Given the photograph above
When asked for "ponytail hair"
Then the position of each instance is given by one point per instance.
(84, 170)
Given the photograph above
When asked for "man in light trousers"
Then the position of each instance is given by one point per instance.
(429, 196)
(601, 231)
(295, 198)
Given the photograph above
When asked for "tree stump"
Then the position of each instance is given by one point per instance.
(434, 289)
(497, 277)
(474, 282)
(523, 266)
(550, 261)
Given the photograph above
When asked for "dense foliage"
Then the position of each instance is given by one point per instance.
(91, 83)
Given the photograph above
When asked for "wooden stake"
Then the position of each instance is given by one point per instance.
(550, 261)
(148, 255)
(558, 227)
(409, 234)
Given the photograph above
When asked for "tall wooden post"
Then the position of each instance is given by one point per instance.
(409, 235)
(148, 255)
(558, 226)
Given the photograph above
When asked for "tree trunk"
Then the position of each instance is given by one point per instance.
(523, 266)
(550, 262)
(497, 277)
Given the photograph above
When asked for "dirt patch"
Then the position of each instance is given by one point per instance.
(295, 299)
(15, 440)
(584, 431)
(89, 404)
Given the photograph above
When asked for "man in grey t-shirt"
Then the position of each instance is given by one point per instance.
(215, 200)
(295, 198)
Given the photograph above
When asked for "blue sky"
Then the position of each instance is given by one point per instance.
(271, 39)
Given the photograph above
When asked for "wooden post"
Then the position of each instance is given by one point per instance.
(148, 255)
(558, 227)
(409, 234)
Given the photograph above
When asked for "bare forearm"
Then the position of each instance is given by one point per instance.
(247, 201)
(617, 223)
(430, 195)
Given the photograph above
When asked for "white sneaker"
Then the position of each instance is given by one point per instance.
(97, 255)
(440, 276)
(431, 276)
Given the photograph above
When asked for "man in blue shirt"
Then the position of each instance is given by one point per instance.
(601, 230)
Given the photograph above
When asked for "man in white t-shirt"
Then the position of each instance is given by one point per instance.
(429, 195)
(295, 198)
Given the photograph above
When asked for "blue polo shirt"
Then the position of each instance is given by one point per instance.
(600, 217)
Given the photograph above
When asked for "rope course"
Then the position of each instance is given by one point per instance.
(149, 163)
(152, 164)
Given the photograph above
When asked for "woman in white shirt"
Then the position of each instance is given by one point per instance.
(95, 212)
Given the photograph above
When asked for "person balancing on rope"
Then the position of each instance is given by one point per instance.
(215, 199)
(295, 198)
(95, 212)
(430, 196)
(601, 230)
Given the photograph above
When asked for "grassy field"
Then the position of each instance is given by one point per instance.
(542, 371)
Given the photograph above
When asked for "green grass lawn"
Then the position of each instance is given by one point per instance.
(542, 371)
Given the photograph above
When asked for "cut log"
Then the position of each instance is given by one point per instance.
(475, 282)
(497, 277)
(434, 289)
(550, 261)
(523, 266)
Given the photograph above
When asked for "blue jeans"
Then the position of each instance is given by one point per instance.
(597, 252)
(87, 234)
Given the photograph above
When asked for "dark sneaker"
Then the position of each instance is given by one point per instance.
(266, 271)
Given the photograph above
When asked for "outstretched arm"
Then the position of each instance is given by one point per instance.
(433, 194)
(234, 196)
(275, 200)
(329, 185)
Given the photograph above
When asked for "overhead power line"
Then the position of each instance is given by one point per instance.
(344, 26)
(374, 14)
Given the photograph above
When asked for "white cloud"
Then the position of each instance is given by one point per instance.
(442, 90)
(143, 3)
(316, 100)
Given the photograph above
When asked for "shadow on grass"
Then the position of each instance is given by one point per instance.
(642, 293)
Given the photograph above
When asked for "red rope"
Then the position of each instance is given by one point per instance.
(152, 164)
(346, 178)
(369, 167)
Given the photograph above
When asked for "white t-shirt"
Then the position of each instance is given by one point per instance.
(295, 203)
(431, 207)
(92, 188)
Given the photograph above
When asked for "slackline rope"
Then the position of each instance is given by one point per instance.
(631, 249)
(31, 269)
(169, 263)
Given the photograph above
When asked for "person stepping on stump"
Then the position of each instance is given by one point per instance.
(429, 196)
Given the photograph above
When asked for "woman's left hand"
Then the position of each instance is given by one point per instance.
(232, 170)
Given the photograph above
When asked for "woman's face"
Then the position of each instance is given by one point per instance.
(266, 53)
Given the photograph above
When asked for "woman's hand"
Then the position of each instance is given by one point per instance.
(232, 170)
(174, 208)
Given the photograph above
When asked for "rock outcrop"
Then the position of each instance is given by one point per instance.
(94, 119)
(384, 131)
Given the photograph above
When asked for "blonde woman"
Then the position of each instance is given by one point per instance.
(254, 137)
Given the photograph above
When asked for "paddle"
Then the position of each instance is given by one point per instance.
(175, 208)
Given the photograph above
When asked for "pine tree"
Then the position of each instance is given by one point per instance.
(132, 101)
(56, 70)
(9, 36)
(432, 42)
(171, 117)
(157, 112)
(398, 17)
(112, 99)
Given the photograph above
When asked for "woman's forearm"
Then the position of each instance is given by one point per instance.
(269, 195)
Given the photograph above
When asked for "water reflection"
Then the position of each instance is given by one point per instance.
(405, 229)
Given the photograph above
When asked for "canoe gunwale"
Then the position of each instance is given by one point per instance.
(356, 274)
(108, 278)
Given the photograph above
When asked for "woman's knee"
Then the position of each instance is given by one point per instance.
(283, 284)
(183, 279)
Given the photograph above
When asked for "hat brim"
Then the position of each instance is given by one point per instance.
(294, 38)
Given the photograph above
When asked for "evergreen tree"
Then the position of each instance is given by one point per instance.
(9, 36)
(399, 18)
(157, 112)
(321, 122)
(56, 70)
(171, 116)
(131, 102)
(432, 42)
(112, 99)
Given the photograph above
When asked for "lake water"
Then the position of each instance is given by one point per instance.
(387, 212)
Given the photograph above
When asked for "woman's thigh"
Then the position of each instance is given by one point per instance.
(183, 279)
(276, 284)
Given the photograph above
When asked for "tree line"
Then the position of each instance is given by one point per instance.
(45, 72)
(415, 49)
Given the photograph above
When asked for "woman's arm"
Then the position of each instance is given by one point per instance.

== WORK INSTRUCTIONS ==
Copy every record above exactly as it appears.

== FINAL ANSWER ==
Given the photograph above
When asked for "ponytail hair"
Then the position of each instance is given by one point per instance.
(84, 170)
Given the photograph above
When asked for "man in light trousers"
Then the position of each instance is given by one point per instance.
(429, 196)
(601, 231)
(295, 198)
Given the photograph above
When asked for "tree stump"
Then the position of each instance is given by one point per instance.
(434, 289)
(497, 277)
(474, 282)
(523, 266)
(550, 261)
Given the photograph above
When asked for "dense foliage"
Then the position of each instance is given by one point per instance.
(91, 83)
Given the photograph above
When asked for "wooden stake"
Then the position of each instance is given by one point per instance.
(550, 261)
(148, 255)
(558, 227)
(409, 234)
Given the photograph above
When asked for "tall wooden post"
Then the position of each instance is given by one point per instance.
(409, 235)
(148, 255)
(558, 226)
Given the photograph above
When asked for "tree trunk"
Then the position of each instance is given by one point per instance.
(523, 266)
(550, 262)
(497, 277)
Given the photograph above
When asked for "dirt patch"
Then the position of each instance is given by one point per instance.
(295, 299)
(15, 440)
(584, 431)
(89, 404)
Given the photograph above
When asked for "man in grey t-shirt"
Then the position of each instance is given by one point per instance.
(215, 200)
(295, 198)
Given the photograph above
When asked for "blue sky"
Then the position of each instance is given by one point per instance.
(271, 39)
Given the photograph above
When asked for "wooden post"
Then the position of each instance is given by one point per instance.
(148, 255)
(558, 227)
(409, 234)
Given the photograph above
When asked for "bare forearm"
Then the position of each instance is given by one point per instance.
(247, 201)
(617, 223)
(430, 195)
Given the photograph above
When asked for "white sneaker"
Then the position of each instance is given by one point per instance.
(97, 255)
(440, 276)
(431, 276)
Given the photograph above
When asked for "man in blue shirt"
Then the position of each instance is given by one point per instance.
(601, 230)
Given the photograph above
When asked for "man in white t-shirt"
Then the position of each instance is given by one point per instance.
(429, 195)
(295, 198)
Given the photograph above
When asked for "blue polo shirt"
Then the position of each instance is given by one point per instance.
(600, 217)
Given the photograph above
When asked for "rope course"
Then the position of each instance is given by one point per instance.
(149, 163)
(152, 164)
Given the photograph above
When asked for "woman in white shirt"
Then the position of each instance is given by one point per instance.
(95, 212)
Given the photograph above
When asked for "person balancing on rope"
Then the position of each instance is given by one point per instance.
(215, 199)
(295, 198)
(95, 212)
(430, 196)
(601, 230)
Given the photograph above
When asked for "grassy field"
Then the position of each instance is given by one point per instance.
(542, 371)
Given the photograph above
When asked for "green grass lawn"
Then the position of each instance is given by one point per instance.
(542, 371)
Given the photograph above
When asked for "cut log"
Then the position of each instance is given by one point per instance.
(475, 282)
(497, 277)
(434, 289)
(550, 261)
(523, 266)
Given the photograph above
When asked for "blue jeans"
Then the position of each instance is given by one point per instance.
(597, 252)
(87, 234)
Given the photograph above
When asked for "dark sneaker"
Then the position of each instance is given by one point per instance.
(266, 271)
Given the photograph above
When asked for "outstretched arm"
Then the position of each instance is given by one point per instance.
(433, 194)
(234, 196)
(275, 200)
(329, 185)
Given the photograph above
When asked for "overhead power line"
Then the position of each instance is given by one point per instance.
(344, 26)
(374, 14)
Given the photograph above
When asked for "white cloud"
Then the position of each instance is given by one point per instance.
(442, 90)
(143, 3)
(316, 100)
Given the photograph above
When asked for "shadow on grass"
Then the position of each instance is given by one point per instance.
(642, 293)
Given the photograph above
When asked for "red rope"
Then the position of each instance is given by one point per instance.
(152, 164)
(346, 178)
(369, 167)
Given the photograph above
When asked for "white t-shirt"
Then the position of each instance is given by one point per instance.
(295, 203)
(431, 207)
(92, 188)
Given the photograph above
When asked for "slackline rope"
Then the position of each instance is given by one point per instance.
(631, 249)
(31, 269)
(169, 263)
Given the photograph above
When asked for "person stepping on stump"
Then the position of each instance is given by one point per instance.
(429, 196)
Given the photograph above
When asked for "woman's left hand"
Then the position of each instance is given by one point per instance.
(232, 170)
Given the photograph above
When asked for "woman's face"
Then the position of each instance is given by one point per instance.
(266, 53)
Given the photograph above
When asked for "woman's hand"
Then the position of each instance is given by one point per instance.
(232, 170)
(174, 208)
Given the photograph above
When asked for "rock outcrop"
Then the position of each instance is given by one point per instance.
(94, 119)
(384, 131)
Given the photograph above
When asked for "blonde woman"
Then the position of each instance is given by one point per instance.
(254, 137)
Given the photograph above
When asked for "paddle"
Then the position of each instance is given by one point per instance.
(175, 208)
Given the photograph above
When asked for "pine tree"
Then the position of each instance is given by one point per instance.
(132, 101)
(56, 70)
(9, 36)
(432, 42)
(171, 117)
(157, 112)
(398, 17)
(112, 99)
Given the photograph above
When asked for "woman's forearm"
Then the position of each instance is given by one point per instance.
(269, 195)
Given the photograph above
When asked for "water reflection"
Then the position of each instance is given by one point per instance.
(405, 229)
Given the photograph above
When asked for "canoe gunwale"
Then the position of each instance is given by one point per instance.
(356, 274)
(108, 278)
Given the photograph above
When asked for "woman's knee"
Then the position of each instance is given by one point per instance.
(283, 284)
(183, 279)
Given the photograph above
When asked for "hat brim"
Then the position of each instance is given by one point per instance.
(294, 38)
Given the photograph above
When asked for "evergreen tree"
Then the position of each instance is given by one point per instance.
(9, 36)
(399, 18)
(157, 112)
(321, 122)
(56, 70)
(171, 116)
(131, 102)
(432, 42)
(112, 99)
Given the photograph above
When asked for "lake water"
Then the position of each instance is given by one point per instance.
(387, 212)
Given the photograph above
When asked for "woman's thigh"
Then the position of each instance is given by one point per instance.
(183, 279)
(276, 284)
Given the photograph above
When asked for "tree line"
Then the position of each instance is given by one point per instance.
(45, 72)
(415, 49)
Given the photograph above
When asked for "woman's arm"
Then the position of each instance is given by one point per instance.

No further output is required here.